Directions:
Reproduce only the lines of the material below that start at the line containing "Query: green foliage" and stop at the line containing "Query: fence post". Keep both end lines.

════════════════

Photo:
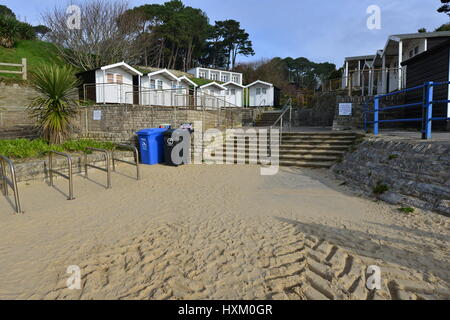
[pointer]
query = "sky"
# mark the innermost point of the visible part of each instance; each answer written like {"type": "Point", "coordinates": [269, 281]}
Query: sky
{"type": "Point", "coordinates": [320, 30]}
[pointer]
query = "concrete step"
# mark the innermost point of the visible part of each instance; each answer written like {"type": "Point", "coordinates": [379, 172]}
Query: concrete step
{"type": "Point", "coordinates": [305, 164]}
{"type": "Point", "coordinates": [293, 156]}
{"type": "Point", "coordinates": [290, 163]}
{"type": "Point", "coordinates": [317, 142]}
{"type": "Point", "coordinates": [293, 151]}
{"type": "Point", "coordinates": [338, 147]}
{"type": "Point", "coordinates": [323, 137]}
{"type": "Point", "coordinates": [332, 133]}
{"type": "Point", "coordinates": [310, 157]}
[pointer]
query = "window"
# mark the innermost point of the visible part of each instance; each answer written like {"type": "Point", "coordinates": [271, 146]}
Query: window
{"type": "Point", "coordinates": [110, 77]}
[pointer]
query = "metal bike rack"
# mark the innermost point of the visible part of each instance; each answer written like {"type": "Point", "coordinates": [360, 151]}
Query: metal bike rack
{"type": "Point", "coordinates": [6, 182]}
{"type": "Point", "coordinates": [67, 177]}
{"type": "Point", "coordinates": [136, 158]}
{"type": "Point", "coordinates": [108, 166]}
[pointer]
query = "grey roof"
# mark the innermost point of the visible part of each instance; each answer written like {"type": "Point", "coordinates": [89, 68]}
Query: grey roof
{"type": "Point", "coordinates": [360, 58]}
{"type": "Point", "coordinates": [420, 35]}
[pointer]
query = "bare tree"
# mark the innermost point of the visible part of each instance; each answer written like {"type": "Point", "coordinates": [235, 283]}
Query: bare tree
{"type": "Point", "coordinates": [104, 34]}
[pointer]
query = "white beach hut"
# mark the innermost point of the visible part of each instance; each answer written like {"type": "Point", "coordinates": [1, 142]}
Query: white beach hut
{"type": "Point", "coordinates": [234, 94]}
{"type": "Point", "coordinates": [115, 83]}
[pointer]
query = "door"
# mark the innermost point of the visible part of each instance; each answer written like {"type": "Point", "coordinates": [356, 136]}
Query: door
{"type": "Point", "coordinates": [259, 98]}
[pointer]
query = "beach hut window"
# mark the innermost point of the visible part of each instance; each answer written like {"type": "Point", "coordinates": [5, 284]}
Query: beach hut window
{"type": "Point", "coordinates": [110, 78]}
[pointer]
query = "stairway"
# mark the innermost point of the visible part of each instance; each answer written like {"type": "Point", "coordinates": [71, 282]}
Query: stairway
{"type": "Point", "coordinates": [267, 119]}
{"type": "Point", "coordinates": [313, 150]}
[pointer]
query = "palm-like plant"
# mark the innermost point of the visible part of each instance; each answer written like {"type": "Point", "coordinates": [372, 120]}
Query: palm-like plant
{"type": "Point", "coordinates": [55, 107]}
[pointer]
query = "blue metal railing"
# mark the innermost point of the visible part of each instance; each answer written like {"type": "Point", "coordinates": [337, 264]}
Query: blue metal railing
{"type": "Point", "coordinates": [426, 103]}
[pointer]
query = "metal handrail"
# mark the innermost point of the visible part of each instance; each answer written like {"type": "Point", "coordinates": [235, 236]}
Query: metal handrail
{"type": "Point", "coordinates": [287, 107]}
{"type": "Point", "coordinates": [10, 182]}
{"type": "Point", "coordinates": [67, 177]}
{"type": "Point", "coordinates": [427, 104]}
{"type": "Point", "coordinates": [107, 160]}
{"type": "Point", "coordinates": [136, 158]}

════════════════

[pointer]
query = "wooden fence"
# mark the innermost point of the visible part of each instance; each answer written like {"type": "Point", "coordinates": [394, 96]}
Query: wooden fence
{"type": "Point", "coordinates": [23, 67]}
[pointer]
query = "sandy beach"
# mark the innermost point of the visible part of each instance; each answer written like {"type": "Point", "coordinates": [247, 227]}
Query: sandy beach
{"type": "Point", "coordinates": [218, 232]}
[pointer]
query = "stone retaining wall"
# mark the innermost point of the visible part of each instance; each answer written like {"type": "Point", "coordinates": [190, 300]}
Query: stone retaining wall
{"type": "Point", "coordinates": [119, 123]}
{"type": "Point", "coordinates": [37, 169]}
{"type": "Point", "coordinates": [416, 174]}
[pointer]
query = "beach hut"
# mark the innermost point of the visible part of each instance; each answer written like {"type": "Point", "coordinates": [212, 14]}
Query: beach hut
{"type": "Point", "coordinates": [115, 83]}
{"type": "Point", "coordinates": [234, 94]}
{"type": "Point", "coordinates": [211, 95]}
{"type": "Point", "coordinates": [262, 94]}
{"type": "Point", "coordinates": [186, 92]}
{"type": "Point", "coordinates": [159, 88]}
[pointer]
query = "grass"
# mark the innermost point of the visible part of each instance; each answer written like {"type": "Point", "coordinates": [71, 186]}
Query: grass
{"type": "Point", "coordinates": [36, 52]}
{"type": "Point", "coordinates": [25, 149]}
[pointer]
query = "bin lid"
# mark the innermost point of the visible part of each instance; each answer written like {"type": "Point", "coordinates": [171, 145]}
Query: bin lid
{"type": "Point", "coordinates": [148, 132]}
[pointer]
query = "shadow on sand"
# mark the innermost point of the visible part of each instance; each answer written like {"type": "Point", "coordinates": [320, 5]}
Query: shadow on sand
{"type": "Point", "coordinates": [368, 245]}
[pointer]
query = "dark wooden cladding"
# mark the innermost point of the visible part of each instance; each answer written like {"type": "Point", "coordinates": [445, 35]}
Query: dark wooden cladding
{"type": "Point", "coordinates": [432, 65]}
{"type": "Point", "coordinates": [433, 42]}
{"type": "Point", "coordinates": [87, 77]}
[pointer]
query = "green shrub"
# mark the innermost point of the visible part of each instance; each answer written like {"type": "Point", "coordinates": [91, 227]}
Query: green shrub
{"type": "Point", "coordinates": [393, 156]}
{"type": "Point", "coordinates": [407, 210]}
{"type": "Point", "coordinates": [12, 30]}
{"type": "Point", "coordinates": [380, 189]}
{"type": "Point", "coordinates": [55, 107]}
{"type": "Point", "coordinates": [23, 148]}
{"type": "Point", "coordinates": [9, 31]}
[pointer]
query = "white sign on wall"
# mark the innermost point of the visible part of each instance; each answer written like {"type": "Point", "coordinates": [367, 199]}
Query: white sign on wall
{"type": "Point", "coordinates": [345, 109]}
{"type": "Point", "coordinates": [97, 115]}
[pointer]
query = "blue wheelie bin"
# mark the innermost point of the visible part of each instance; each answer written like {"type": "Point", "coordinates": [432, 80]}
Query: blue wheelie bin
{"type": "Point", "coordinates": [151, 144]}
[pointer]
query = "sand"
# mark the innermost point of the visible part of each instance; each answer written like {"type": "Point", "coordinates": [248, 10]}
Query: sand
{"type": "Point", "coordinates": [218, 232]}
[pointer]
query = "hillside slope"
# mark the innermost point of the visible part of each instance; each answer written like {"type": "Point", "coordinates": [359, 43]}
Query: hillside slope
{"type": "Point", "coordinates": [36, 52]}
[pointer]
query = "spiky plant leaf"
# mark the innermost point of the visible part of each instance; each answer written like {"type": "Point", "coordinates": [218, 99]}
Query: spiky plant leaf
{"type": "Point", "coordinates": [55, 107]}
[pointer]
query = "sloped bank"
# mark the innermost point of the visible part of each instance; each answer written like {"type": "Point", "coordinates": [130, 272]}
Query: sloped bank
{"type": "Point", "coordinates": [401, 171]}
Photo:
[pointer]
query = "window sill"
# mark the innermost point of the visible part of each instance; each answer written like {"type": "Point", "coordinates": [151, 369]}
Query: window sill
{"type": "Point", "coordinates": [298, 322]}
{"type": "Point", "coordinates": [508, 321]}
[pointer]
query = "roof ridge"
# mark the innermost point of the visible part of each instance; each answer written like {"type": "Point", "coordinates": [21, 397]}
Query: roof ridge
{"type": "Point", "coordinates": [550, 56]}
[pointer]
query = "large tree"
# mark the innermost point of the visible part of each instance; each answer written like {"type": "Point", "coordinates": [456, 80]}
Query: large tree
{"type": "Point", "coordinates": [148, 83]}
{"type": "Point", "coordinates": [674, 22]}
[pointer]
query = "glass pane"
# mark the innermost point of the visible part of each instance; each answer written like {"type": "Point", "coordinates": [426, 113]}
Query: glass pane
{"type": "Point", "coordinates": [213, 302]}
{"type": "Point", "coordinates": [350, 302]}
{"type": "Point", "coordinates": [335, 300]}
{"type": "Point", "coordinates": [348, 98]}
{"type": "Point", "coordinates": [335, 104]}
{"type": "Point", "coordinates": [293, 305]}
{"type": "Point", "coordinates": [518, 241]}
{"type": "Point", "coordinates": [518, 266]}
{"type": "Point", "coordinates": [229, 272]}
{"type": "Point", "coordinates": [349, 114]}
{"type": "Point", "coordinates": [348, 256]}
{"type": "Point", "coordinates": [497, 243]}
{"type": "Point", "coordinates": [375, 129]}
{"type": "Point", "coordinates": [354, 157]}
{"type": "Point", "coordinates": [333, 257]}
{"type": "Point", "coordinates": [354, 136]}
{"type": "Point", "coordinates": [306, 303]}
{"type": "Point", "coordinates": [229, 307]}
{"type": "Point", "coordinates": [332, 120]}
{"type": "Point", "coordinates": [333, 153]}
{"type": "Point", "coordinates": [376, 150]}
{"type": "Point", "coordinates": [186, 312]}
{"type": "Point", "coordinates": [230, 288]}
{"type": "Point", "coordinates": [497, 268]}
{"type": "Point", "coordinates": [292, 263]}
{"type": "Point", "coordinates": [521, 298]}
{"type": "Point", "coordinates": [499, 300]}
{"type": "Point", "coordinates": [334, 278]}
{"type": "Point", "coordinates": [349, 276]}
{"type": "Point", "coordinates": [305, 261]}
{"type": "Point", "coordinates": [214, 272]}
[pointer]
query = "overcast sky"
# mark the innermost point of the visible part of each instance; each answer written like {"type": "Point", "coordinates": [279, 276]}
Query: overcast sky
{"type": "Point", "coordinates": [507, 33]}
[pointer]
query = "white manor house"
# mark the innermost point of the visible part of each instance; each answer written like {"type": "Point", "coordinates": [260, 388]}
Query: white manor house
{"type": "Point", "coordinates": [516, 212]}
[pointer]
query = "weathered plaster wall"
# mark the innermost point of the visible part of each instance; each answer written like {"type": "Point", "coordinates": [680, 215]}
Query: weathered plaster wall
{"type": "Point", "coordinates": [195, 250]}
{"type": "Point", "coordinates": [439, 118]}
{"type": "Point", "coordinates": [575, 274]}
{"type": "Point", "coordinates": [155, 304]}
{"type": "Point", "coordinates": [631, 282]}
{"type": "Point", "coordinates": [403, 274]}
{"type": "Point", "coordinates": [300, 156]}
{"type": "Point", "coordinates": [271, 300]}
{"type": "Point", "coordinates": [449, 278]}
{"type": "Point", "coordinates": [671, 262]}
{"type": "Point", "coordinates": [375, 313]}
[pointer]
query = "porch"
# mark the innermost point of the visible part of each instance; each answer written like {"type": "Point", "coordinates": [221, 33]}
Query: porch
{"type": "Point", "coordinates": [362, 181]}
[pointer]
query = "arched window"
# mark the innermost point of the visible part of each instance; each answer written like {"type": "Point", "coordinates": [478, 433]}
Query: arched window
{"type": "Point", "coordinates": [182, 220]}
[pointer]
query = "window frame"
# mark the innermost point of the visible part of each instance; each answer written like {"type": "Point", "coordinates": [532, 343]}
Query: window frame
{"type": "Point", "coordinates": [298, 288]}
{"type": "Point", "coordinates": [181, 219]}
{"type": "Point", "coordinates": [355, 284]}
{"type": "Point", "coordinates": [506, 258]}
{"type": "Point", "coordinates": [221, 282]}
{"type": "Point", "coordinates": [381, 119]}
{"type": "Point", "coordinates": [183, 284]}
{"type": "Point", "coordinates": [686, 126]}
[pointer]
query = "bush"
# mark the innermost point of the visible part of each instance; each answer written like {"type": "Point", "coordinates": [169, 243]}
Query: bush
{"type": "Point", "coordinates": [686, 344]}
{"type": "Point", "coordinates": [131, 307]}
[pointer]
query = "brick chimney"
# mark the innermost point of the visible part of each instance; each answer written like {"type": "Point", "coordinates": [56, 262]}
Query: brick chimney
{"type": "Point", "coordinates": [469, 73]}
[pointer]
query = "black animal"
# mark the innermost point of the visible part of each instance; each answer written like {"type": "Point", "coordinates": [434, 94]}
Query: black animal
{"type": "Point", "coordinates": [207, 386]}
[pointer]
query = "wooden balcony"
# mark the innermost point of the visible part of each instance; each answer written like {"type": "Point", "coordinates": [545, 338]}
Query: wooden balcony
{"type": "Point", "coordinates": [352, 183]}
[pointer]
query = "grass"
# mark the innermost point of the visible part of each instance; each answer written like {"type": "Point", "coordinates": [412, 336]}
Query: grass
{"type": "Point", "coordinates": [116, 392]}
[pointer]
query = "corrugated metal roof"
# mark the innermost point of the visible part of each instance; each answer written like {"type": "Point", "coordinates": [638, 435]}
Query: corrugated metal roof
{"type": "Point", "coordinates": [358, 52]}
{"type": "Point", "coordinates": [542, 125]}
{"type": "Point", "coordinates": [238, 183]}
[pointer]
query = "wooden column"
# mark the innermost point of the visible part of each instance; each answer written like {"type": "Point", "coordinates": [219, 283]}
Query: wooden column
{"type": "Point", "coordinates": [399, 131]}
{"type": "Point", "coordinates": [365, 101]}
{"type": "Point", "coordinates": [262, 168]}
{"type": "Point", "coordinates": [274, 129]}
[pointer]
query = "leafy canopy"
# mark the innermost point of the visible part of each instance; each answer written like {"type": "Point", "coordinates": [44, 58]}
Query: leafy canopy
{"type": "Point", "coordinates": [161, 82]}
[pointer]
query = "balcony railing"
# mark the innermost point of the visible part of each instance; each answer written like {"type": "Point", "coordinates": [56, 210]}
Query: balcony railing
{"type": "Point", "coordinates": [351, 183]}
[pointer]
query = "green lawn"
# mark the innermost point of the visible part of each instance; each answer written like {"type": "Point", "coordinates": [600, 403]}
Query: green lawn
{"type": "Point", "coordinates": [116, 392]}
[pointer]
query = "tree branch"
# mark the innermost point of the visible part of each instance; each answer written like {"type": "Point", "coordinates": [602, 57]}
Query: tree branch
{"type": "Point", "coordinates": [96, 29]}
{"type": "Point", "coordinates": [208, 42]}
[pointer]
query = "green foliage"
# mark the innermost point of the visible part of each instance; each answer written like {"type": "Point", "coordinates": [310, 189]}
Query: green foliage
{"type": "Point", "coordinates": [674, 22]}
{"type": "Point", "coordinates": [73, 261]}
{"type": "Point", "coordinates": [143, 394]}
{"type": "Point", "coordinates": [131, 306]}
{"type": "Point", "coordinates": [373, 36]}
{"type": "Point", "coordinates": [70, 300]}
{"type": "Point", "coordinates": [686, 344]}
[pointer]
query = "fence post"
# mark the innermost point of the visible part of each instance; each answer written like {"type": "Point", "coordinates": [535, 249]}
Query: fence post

════════════════

Output of the exercise:
Query: green foliage
{"type": "Point", "coordinates": [674, 22]}
{"type": "Point", "coordinates": [73, 261]}
{"type": "Point", "coordinates": [143, 394]}
{"type": "Point", "coordinates": [131, 306]}
{"type": "Point", "coordinates": [373, 36]}
{"type": "Point", "coordinates": [70, 300]}
{"type": "Point", "coordinates": [686, 344]}
[pointer]
query = "fence post"
# mark the innermost point of the visible part of each instance; each answer written like {"type": "Point", "coordinates": [535, 249]}
Query: fence post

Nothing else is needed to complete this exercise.